> **AIM OF THE EXERCISE**: Copy the rows again, requests included, starting at the line containing "of the pale" and ending with the final row. Offset every pixel coordinate in the answers by adding 59.

> **MATERIALS PROVIDED**:
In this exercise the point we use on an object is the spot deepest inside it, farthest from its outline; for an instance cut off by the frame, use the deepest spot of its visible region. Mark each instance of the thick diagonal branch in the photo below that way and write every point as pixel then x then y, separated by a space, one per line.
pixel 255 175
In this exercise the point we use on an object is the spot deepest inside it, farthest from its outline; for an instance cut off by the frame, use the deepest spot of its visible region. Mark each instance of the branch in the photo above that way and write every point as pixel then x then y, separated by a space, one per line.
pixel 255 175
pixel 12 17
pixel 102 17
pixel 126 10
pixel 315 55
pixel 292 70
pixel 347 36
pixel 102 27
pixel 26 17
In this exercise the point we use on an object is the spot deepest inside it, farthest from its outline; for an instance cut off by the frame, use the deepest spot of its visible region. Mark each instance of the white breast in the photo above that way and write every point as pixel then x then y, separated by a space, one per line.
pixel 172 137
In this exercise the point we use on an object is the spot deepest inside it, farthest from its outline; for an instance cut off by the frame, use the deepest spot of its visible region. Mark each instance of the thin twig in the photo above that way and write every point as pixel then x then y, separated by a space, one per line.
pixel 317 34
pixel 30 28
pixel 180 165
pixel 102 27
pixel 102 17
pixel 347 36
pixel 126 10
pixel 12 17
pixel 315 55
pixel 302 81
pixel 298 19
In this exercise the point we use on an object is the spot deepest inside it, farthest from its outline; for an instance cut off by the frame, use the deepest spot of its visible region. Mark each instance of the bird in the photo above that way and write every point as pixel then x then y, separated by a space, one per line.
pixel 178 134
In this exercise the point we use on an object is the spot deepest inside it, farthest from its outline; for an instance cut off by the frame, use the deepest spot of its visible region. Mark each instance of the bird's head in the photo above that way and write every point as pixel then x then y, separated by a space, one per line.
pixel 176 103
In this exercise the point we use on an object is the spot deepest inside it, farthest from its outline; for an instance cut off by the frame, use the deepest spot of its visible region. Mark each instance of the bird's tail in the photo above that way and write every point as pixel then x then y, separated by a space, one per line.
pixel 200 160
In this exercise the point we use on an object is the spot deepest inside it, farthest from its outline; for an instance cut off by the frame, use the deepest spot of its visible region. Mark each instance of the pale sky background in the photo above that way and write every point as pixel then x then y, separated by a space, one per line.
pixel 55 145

> **ANSWER**:
In this exercise the point we use on an object is the spot deepest inside it, farthest from its outline; for an instance cut off by the frame, use the deepest spot of its visible region. Mark each instance of the pale sky background in the photo above that way and write every point as pixel then x then y, separated by a space, one per line.
pixel 114 204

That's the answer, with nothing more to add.